[STORED RECORDS]:
━━━━━━━━━━━━━━━━━━━━━━━━━━━━━━

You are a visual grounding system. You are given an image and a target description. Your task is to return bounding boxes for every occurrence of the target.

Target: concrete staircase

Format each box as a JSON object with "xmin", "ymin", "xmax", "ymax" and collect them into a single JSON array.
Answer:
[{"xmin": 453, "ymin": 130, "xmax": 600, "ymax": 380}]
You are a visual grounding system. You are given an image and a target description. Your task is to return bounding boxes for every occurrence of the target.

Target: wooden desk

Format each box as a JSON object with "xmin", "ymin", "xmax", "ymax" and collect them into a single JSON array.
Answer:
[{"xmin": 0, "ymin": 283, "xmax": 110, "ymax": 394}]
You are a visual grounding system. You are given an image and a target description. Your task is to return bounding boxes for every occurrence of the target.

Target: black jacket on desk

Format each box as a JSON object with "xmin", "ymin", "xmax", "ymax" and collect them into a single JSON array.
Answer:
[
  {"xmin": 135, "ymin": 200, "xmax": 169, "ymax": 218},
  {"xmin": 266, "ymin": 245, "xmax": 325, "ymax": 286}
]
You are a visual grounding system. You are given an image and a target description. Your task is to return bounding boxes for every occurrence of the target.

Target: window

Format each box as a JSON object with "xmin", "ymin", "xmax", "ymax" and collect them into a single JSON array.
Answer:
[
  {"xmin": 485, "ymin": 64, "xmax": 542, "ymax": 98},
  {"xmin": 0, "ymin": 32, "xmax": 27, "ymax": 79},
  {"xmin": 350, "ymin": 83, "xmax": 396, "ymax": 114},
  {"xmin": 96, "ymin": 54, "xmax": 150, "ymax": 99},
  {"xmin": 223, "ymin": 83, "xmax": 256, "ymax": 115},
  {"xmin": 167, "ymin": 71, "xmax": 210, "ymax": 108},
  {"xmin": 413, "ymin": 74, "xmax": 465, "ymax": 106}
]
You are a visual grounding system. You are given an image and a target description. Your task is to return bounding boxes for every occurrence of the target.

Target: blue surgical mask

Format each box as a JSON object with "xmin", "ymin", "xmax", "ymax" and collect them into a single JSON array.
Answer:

━━━━━━━━━━━━━━━━━━━━━━━━━━━━━━

[TASK STATEMENT]:
Report how many lines of the items above contain the word "desk". Reply with the number alone.

[PROBLEM SOLUTION]:
2